Skip to content

Keerthi421/MOSS

 
 

Repository files navigation

MOSS - Map of Open Source Science

License: Apache v2

Overview

MOSS (Map of Open Source Science) is a backend application designed to build a knowledge graph about open source scientific software. It ingests data about repositories (primarily from GitHub), links them to scholarly works (using DOIs and OpenAlex), identifies contributors and institutions, and provides an API to query these relationships. It also supports running custom analysis and discovery algorithms ("recipes").

The system uses a FastAPI web framework for its API, PostgreSQL as the database, Celery for background task processing (like keyword-based discovery and DOI processing), and Redis as the message broker for Celery.

Key Features

  • Data Ingestion:
    • Ingest GitHub repositories via direct URL.
    • Discover and ingest repositories based on keyword searches (asynchronous).

Stored records

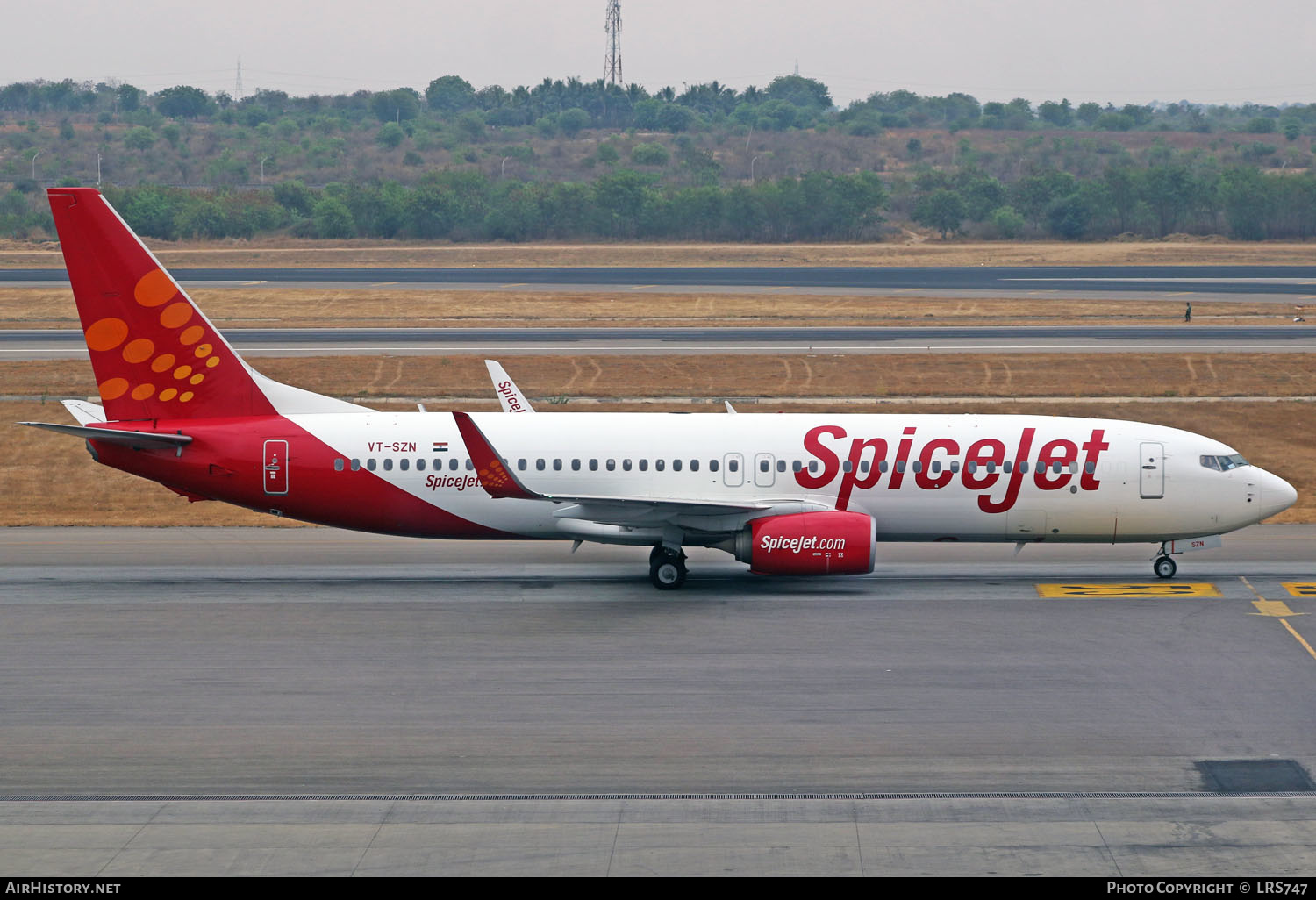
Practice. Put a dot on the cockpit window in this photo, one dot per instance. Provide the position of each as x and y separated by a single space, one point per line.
1223 463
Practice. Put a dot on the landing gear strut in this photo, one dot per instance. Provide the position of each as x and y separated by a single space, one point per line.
666 568
1163 565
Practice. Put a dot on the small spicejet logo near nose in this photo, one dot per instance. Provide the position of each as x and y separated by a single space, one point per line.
982 468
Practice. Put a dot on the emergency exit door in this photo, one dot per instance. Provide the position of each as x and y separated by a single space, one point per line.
1152 471
275 466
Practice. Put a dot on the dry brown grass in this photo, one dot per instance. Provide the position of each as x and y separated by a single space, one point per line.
47 479
386 307
913 252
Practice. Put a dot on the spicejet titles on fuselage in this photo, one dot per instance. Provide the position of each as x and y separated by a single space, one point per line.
983 465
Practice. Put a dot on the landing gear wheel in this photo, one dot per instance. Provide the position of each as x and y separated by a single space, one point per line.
668 571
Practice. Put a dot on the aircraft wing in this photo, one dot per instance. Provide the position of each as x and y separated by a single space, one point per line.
134 439
631 511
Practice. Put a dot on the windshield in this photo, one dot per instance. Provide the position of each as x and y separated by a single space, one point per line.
1224 463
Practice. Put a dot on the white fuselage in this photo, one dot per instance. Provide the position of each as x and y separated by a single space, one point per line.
921 478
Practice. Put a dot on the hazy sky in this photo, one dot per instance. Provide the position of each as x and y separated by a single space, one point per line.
1113 50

The problem
Continue the MOSS README from its last line.

Exercise result
  • Scholarly Linking:
    • Extracts DOIs from repository files (e.g., README).
    • Resolves DOIs and fetches metadata from OpenAlex.
    • Processes citation networks (references and citations).
  • Entity Tracking:
    • Stores detailed information about Repositories, Owners (Users/Orgs), Contributors.
    • Stores Scholarly Works, Persons (Authors), Institutions.
    • Tracks affiliations between authors and institutions.
    • Tracks dependencies listed in common package files (requirements.txt, package.json).
    • Tracks GitHub Issues, Pull Requests, and associated comments.
  • Provenance: Uses a DiscoveryChain system to track how data was found and linked.
  • Extensibility: Supports custom "recipes" for:
    • Affiliation detection between repositories and institutions.
    • Data analysis queries.
    • Repository discovery algorithms.
  • API: Provides a RESTful API (built with FastAPI) for interacting with the ingested data and triggering processes.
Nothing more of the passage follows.